[Start of Attachment]

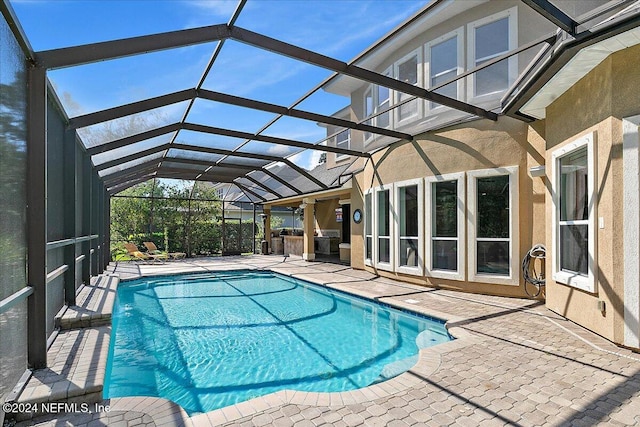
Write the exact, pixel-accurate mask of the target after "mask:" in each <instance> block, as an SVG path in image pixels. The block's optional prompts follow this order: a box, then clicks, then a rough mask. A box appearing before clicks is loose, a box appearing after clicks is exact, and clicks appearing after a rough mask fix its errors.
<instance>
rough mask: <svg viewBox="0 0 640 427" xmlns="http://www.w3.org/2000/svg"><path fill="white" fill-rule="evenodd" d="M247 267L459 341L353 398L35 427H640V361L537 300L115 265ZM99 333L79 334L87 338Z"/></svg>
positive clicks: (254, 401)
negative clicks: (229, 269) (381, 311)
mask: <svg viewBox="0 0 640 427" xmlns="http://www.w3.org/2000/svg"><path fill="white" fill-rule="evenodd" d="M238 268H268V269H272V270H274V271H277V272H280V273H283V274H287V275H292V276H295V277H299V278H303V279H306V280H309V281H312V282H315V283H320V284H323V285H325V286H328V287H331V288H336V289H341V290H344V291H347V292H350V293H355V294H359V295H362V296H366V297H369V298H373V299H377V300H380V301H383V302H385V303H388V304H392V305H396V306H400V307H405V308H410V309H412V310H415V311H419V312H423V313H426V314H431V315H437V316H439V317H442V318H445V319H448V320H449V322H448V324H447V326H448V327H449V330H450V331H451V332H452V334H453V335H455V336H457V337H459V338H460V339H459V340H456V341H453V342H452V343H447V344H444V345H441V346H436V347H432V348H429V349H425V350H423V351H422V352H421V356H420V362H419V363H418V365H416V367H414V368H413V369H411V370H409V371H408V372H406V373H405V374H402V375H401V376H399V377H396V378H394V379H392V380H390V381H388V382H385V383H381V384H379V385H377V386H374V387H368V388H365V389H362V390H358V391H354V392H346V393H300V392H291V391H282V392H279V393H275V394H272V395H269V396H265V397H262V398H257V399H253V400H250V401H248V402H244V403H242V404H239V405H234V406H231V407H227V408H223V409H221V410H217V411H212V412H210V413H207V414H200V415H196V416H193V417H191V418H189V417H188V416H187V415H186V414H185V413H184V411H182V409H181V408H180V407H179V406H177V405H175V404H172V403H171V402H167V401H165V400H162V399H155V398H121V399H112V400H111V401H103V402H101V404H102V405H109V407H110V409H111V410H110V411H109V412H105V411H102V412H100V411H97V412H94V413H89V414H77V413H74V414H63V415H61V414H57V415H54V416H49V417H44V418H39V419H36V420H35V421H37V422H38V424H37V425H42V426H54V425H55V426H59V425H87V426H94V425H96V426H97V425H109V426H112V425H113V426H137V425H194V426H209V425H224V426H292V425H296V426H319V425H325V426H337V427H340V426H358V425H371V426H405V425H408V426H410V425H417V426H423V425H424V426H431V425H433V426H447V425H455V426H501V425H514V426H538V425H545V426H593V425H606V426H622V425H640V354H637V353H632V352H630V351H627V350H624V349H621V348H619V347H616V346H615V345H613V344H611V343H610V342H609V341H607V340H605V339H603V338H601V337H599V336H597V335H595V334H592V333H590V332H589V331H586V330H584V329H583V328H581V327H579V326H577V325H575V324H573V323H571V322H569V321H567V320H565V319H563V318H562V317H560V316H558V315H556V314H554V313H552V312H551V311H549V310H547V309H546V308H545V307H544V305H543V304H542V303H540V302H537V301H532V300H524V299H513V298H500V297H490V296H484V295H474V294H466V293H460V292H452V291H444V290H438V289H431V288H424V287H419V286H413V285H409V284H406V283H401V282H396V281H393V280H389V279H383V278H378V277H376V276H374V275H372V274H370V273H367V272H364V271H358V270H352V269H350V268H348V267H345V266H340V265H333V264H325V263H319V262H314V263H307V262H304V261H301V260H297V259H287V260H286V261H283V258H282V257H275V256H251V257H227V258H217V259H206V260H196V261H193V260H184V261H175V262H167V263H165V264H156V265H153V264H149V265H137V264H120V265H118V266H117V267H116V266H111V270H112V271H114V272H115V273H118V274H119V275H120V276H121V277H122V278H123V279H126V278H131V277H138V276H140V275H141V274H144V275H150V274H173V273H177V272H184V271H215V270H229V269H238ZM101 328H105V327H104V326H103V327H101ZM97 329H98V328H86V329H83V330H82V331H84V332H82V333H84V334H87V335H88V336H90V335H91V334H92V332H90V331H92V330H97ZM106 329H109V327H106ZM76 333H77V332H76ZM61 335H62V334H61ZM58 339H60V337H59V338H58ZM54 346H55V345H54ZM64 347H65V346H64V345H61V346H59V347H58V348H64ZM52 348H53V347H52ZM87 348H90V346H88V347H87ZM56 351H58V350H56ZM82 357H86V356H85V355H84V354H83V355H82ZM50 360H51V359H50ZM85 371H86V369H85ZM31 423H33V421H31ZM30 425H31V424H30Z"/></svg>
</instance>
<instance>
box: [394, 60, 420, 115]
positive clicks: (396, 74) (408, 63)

[End of Attachment]

▶ **GOAL OF THE EXERCISE**
Produce an exact copy of each line from the one holding "</instance>" through the last line of the records, both included, and nothing more.

▶ **YOUR SOLUTION**
</instance>
<instance>
box: [394, 60, 420, 115]
positive clicks: (396, 74) (408, 63)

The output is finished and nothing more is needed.